INSTRUCTIONS FOR THE TASK | Each entry must be reproduced precisely as it stands.

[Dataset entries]

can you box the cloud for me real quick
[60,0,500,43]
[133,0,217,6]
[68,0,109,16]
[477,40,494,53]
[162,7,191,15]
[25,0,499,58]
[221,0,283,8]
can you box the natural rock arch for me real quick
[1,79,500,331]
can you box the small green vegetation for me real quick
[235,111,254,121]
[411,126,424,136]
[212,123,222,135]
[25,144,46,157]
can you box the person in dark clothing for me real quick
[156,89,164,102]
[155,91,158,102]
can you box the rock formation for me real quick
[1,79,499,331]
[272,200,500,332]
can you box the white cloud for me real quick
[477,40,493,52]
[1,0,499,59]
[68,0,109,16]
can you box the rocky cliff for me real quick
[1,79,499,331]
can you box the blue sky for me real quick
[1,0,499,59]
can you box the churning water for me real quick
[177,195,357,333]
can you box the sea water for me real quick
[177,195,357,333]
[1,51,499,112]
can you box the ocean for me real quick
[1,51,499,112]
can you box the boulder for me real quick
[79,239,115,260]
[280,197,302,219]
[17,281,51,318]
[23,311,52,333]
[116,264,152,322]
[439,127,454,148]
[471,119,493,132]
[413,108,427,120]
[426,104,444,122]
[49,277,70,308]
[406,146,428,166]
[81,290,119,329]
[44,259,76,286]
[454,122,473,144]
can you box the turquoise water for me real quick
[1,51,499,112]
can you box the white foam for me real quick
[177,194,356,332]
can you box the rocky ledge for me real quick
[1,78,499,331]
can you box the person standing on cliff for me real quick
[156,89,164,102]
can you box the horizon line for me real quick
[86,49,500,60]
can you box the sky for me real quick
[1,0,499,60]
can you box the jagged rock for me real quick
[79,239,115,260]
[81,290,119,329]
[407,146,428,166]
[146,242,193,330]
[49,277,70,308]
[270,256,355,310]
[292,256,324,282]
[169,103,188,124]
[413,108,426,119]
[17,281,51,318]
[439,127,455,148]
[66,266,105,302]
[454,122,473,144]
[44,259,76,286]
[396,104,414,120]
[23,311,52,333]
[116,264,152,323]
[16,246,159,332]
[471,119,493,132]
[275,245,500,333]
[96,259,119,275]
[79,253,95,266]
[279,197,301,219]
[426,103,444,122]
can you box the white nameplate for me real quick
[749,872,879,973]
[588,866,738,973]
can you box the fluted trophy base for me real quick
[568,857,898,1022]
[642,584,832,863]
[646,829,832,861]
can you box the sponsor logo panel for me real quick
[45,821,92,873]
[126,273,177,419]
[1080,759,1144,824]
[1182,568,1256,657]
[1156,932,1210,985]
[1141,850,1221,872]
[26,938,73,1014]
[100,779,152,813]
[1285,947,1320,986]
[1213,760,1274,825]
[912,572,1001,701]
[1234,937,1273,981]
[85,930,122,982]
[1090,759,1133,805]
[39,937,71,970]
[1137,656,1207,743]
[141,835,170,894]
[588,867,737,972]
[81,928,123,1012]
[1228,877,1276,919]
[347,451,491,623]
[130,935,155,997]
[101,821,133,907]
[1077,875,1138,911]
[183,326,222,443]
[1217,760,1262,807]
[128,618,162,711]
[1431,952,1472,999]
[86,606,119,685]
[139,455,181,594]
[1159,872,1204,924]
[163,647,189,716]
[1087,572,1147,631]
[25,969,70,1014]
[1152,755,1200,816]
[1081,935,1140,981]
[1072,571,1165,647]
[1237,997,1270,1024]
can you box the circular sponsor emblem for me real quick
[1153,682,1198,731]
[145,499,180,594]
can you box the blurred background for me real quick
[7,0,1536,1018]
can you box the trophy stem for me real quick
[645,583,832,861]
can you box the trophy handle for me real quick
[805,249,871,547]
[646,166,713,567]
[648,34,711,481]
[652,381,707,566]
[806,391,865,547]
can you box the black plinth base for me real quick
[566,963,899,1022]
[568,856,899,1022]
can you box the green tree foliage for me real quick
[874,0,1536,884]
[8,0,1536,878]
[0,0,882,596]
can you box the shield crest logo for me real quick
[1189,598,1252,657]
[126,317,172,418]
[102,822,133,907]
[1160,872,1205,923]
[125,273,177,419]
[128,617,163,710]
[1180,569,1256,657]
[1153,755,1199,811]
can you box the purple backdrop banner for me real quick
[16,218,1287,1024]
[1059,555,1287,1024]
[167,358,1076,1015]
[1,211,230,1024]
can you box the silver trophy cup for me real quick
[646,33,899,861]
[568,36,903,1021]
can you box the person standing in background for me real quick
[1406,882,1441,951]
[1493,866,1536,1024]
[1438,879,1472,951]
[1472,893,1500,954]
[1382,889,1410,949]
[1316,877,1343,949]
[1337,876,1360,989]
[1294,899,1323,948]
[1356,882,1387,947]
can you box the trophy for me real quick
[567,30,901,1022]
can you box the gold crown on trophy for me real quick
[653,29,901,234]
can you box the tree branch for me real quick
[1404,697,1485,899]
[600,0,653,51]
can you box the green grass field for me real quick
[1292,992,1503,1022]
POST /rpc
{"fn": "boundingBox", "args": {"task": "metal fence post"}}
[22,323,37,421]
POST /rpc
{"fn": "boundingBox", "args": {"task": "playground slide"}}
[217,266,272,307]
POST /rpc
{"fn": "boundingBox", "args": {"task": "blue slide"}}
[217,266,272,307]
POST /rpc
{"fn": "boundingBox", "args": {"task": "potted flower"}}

SOLUTION TO THE EXERCISE |
can you box the cloud for me real quick
[60,0,500,43]
[133,0,217,6]
[68,0,109,16]
[477,40,494,53]
[162,7,191,15]
[25,0,499,58]
[221,0,283,8]
can you box the natural rock arch for me real quick
[1,79,500,331]
can you box the small green vegetation for me real quick
[235,111,254,121]
[411,126,424,136]
[212,123,222,135]
[25,144,46,157]
can you box the person in dark clothing for me real quick
[156,89,164,102]
[155,91,158,102]
can you box the rock formation for me real quick
[1,79,499,331]
[272,200,500,332]
can you box the white cloud for me real quick
[477,40,493,52]
[1,0,499,59]
[68,0,109,16]
can you box the rocky cliff for me real quick
[1,79,499,331]
can you box the blue sky for me real quick
[1,0,499,59]
can you box the churning water for me real quick
[177,195,357,333]
can you box the sea water for me real quick
[177,195,357,333]
[1,51,499,112]
can you box the ocean for me real quick
[1,51,499,112]
can you box the boulder for me real quick
[79,239,115,260]
[280,197,302,219]
[17,281,51,318]
[23,311,52,333]
[116,264,152,322]
[439,127,454,148]
[471,119,493,132]
[413,108,427,120]
[426,104,444,122]
[49,277,70,308]
[406,146,428,166]
[81,290,119,329]
[44,259,76,286]
[454,122,473,144]
can you box the turquoise water for me real quick
[1,51,499,112]
can you box the white foam for me real quick
[177,194,356,332]
can you box the rocky ledge for me real quick
[1,78,499,331]
can you box the person standing on cliff for me real quick
[156,89,164,102]
can you box the horizon line for me real quick
[86,49,500,60]
can you box the sky for me real quick
[1,0,499,60]
can you box the jagged rock for me real quick
[79,239,115,260]
[81,290,119,329]
[407,146,428,166]
[146,242,193,330]
[49,277,70,308]
[270,256,355,310]
[292,256,324,282]
[169,103,188,124]
[413,108,426,119]
[17,281,51,318]
[439,127,455,148]
[66,266,105,302]
[454,122,473,144]
[44,259,76,286]
[396,104,414,120]
[23,311,52,333]
[116,264,152,323]
[16,246,159,332]
[471,119,493,132]
[275,245,500,333]
[96,259,119,275]
[79,253,95,266]
[279,197,301,219]
[426,103,444,122]
can you box the white nameplate for me real quick
[749,872,879,973]
[588,866,738,973]
can you box the fluted trophy base for me real quick
[568,857,898,1022]
[642,584,832,863]
[646,829,832,861]
can you box the sponsor logo panel for me real quick
[45,821,92,873]
[126,273,177,419]
[1080,759,1144,824]
[1182,568,1256,657]
[1156,932,1210,985]
[1141,850,1221,872]
[26,938,73,1014]
[100,779,152,813]
[1285,947,1320,986]
[1213,760,1274,825]
[912,572,1001,701]
[1234,937,1273,981]
[85,930,122,982]
[1090,759,1133,805]
[39,937,71,970]
[1137,656,1207,743]
[141,835,170,894]
[588,867,737,972]
[81,928,123,1012]
[1228,877,1276,919]
[347,451,491,623]
[130,935,155,997]
[101,821,133,907]
[1077,875,1138,911]
[183,326,222,443]
[1217,760,1262,807]
[128,618,162,711]
[1431,952,1472,999]
[86,606,119,685]
[139,455,181,594]
[1159,872,1204,924]
[163,647,189,716]
[1087,572,1147,631]
[25,969,70,1014]
[1152,755,1200,816]
[1081,935,1140,981]
[1072,571,1165,647]
[1237,997,1270,1024]
can you box the circular sponsor emblem for me real quick
[1153,682,1198,731]
[145,499,180,594]
can you box the blurred background for me real quick
[7,0,1536,1018]
can you box the trophy stem for me real quick
[645,583,832,861]
can you box the trophy handle for me real quick
[805,249,871,547]
[646,166,713,567]
[648,34,711,481]
[652,381,707,566]
[806,391,865,547]
can you box the black plinth base for me real quick
[566,963,899,1022]
[568,856,899,1022]
can you box the green tree foliage for me real quick
[874,0,1536,884]
[8,0,1536,878]
[0,0,882,596]
can you box the shield crest logo for me real quick
[1189,598,1252,657]
[126,317,172,418]
[102,822,133,907]
[1160,872,1205,923]
[125,273,177,419]
[128,617,163,710]
[1180,569,1256,657]
[1153,755,1199,811]
can you box the purple backdrop banner for me real quick
[16,218,1287,1024]
[1059,555,1287,1024]
[167,358,1076,1015]
[1,211,230,1024]
can you box the silver trophy cup for me real quick
[646,33,899,861]
[568,36,903,1021]
can you box the person standing in background for me real quick
[1406,882,1441,951]
[1493,866,1536,1024]
[1438,879,1472,951]
[1472,893,1500,954]
[1382,889,1410,949]
[1316,877,1343,949]
[1337,876,1360,989]
[1294,899,1323,948]
[1356,882,1387,947]
can you box the trophy for me real quick
[567,30,901,1022]
can you box the gold crown on trophy for me real quick
[653,29,901,234]
can you box the tree branch for me real quick
[1404,697,1485,899]
[600,0,653,51]
can you box the green grass field for me real quick
[1292,992,1503,1022]
POST /rpc
{"fn": "boundingBox", "args": {"task": "metal fence post"}}
[22,323,37,421]
POST /rpc
{"fn": "boundingBox", "args": {"task": "playground slide"}}
[217,266,272,307]
POST /rpc
{"fn": "boundingBox", "args": {"task": "blue slide"}}
[217,266,272,307]
POST /rpc
{"fn": "boundingBox", "args": {"task": "potted flower"}}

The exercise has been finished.